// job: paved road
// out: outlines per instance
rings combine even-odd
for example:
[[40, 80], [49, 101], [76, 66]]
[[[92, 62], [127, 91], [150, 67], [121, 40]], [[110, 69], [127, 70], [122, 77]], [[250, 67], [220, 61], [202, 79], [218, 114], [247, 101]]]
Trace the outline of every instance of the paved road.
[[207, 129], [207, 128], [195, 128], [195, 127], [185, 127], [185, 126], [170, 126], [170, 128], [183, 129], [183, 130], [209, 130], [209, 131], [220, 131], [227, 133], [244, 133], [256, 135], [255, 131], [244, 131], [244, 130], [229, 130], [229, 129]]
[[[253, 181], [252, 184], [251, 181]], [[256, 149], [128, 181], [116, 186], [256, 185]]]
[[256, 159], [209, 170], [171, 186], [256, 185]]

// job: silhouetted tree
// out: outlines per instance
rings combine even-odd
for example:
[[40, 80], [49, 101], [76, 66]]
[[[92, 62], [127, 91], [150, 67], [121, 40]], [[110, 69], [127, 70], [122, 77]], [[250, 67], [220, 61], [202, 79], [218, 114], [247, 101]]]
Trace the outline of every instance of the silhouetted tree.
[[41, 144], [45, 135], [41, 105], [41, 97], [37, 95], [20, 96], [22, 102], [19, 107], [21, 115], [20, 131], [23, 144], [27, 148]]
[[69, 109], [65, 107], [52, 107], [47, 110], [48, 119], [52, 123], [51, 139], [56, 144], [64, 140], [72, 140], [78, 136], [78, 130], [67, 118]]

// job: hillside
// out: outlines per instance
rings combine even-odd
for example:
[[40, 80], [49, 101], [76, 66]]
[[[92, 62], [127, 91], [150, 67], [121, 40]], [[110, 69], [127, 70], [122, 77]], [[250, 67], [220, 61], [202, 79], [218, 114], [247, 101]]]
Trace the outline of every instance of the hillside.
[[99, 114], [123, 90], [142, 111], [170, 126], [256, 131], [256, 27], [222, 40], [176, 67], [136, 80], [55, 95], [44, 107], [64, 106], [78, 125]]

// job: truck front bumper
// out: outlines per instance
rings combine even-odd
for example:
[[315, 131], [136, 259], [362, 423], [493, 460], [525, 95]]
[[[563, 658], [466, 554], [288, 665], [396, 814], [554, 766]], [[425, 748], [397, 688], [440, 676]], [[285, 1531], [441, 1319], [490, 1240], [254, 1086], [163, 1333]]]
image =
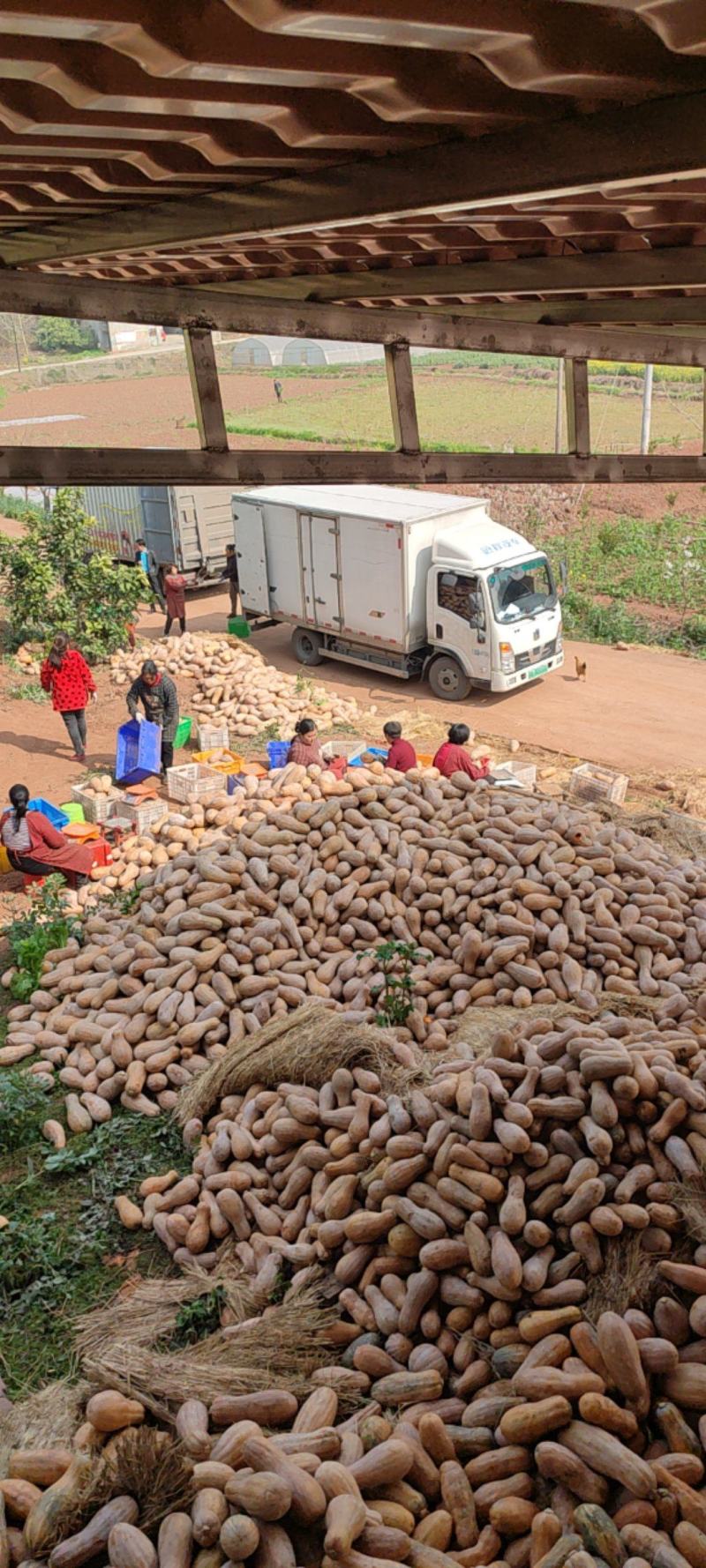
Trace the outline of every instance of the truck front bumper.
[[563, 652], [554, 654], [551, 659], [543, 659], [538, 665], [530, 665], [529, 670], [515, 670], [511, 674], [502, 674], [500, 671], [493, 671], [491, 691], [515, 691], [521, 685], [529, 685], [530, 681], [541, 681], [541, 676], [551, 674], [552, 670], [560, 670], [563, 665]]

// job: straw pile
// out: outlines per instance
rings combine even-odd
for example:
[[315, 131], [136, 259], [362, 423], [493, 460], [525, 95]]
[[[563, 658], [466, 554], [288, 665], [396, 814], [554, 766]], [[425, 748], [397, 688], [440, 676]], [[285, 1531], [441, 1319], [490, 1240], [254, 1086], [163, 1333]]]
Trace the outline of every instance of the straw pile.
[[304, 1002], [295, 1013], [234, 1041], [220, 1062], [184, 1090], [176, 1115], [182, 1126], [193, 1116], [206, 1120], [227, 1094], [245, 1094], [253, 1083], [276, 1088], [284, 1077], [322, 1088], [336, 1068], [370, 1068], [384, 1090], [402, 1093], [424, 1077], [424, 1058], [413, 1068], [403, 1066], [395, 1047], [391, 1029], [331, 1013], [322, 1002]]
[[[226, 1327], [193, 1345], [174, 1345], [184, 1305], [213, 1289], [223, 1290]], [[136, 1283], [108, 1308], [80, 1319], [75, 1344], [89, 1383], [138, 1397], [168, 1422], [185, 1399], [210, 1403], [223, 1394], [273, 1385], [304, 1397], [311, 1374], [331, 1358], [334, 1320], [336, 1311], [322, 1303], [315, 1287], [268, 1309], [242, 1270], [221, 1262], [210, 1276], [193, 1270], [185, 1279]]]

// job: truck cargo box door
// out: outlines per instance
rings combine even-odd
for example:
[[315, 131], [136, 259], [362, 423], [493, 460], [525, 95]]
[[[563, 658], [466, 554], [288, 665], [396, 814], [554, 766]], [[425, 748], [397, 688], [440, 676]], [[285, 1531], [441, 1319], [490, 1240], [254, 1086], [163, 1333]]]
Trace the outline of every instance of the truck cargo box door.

=====

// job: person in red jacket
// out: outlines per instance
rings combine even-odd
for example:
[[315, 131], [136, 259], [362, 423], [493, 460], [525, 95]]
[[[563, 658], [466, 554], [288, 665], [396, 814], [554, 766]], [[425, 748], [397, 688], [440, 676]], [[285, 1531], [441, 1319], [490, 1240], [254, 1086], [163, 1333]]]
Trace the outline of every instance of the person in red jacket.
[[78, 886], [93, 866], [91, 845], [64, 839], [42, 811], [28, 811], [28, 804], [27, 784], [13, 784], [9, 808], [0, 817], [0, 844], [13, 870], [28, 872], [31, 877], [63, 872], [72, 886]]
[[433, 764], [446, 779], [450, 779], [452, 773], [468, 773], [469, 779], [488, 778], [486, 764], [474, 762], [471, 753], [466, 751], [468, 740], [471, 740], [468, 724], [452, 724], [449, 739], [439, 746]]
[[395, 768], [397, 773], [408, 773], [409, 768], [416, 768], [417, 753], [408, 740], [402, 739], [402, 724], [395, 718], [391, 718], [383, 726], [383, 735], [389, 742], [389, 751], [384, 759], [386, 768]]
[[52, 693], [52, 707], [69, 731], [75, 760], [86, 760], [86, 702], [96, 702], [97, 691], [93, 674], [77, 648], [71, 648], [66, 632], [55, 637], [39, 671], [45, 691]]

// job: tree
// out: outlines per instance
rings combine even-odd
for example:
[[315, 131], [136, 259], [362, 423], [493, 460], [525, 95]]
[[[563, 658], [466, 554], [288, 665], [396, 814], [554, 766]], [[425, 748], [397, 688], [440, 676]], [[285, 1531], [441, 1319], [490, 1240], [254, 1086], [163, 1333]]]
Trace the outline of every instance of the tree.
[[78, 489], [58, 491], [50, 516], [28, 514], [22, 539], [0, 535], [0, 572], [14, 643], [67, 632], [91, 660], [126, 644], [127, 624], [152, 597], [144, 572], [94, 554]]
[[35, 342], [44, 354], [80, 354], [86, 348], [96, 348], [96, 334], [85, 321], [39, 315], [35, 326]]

=====

What is expected: Copy out the lines of the items from the one containing "job: paved road" to the one containing "106], [78, 125]]", both included, with every character unchanged.

Answer to this problem:
// job: paved road
// out: outlines per instance
rings combine even-odd
for example:
[[40, 80], [49, 101], [76, 66]]
[[[92, 62], [127, 91], [150, 67], [121, 40]], [[110, 69], [127, 70], [122, 77]], [[250, 67], [220, 61], [202, 79], [218, 114], [247, 101]]]
Trace the outline of every instance of the paved road.
[[207, 129], [207, 128], [195, 128], [195, 127], [185, 127], [185, 126], [170, 126], [170, 128], [183, 129], [183, 130], [209, 130], [209, 131], [220, 131], [227, 133], [244, 133], [256, 135], [255, 131], [244, 131], [244, 130], [229, 130], [229, 129]]
[[[253, 181], [252, 184], [251, 181]], [[256, 149], [128, 181], [116, 186], [256, 185]]]
[[256, 159], [209, 170], [171, 186], [256, 185]]

// job: silhouetted tree
// out: outlines per instance
rings combine even-odd
for example:
[[40, 80], [49, 101], [76, 66]]
[[[92, 62], [127, 91], [150, 67], [121, 40]], [[110, 69], [127, 70], [122, 77]], [[250, 67], [220, 61], [202, 79], [218, 114], [247, 101]]]
Trace the outline of every instance of the silhouetted tree.
[[41, 144], [45, 135], [41, 105], [41, 97], [37, 95], [20, 96], [22, 102], [19, 107], [21, 115], [20, 131], [23, 144], [27, 148]]
[[69, 109], [65, 107], [52, 107], [47, 110], [48, 119], [52, 123], [51, 139], [56, 144], [64, 140], [72, 140], [78, 136], [78, 130], [67, 118]]

// job: hillside
// out: outlines per instance
rings combine even-odd
for example:
[[40, 80], [49, 101], [76, 66]]
[[[92, 62], [127, 91], [150, 67], [121, 40]], [[110, 69], [127, 70], [122, 77]], [[250, 67], [220, 61], [202, 79], [218, 114], [247, 101]]]
Trace the outline of every instance of the hillside.
[[99, 114], [123, 90], [142, 111], [170, 126], [256, 131], [256, 27], [222, 40], [176, 67], [136, 80], [55, 95], [44, 107], [64, 106], [78, 125]]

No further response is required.